_Aim of the task:_ In the chemistry problem, what ratio is given for the hydration energies of the sodium and chloride ions?

_Text shown:_
>>>>>

Question

The lattice energy of solid $NaCl$ is $180kcalmo{l}^{-1}$. The dissolution of the solid in water in the form of ions is endothermic to the extent of 1 $kcalmol$${}^{-1}$. If the hydration energies of $N{a}^{+}$ and $C{l}^{-}$ are in the ratio 6:5, then the enthalpy of hydration of $N{a}^{+}$ ion is:

• A. $-85.6kcalmo{l}^{-1}$
• B. $-97.5kcalmo{l}^{-1}$
• C. $-182.6kcalmo{l}^{-1}$
• D. $+100kcalmo{l}^{-1}$

Answer 1

The correct option is B $-97.5kcalmo{l}^{-1}$

$\Delta H_{solution}=\Delta H_{lattice}+\Delta H_{hydration}$

$\therefore 1kcal=180+\Delta H_{hydration}$

$\Delta H_{hydration}=-179$

$\Delta H_{\left(N{a}^{+}hydration\right)}+\Delta H_{\left(C{l}^{-}hydration\right)}=-179$

$\Delta H_{\left(N{a}^{+}\right)}+\frac{5}{6}\Delta H_{\left(N{a}^{+}\right)}=-179$

$\Delta H_{\left(N{a}^{+}hydration\right)}\approx -97.5kcal$

<<<<<

Extracted data entries:
>>>>>

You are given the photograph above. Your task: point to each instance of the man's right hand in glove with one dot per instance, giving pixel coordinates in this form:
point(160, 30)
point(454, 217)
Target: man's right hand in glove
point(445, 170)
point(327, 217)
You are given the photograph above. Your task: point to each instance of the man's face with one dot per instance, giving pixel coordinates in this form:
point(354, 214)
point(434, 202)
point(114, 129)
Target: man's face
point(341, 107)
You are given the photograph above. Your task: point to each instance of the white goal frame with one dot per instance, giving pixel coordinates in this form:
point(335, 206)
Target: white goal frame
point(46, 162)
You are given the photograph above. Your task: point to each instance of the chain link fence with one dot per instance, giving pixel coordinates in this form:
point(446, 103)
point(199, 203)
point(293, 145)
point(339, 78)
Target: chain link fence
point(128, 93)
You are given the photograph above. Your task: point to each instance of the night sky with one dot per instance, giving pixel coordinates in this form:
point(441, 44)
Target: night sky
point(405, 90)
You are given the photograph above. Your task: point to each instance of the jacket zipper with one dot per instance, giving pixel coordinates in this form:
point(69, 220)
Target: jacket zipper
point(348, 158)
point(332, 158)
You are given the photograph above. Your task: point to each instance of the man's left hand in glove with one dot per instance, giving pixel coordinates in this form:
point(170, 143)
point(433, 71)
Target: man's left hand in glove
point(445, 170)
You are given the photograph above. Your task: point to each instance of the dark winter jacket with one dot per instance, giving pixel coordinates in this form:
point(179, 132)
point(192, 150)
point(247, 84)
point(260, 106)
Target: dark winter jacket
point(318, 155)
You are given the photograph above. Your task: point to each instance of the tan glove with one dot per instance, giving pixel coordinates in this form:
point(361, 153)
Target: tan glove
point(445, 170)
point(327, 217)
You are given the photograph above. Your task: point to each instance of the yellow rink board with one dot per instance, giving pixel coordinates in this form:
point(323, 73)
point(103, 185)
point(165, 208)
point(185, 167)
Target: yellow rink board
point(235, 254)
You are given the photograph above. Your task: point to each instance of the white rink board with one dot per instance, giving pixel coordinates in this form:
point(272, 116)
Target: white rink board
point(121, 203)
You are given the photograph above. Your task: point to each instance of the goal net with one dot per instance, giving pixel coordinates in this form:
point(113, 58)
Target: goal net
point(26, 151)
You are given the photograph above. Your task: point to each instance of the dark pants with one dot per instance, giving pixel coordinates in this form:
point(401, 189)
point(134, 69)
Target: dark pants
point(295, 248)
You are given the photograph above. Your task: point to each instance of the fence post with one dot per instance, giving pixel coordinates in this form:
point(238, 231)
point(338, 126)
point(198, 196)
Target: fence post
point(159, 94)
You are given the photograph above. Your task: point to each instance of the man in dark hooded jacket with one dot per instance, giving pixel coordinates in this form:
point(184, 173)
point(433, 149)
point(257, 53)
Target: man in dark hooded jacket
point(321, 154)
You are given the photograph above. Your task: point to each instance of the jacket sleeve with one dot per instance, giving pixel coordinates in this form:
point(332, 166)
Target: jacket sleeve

<<<<<

_Task answer:_ 6:5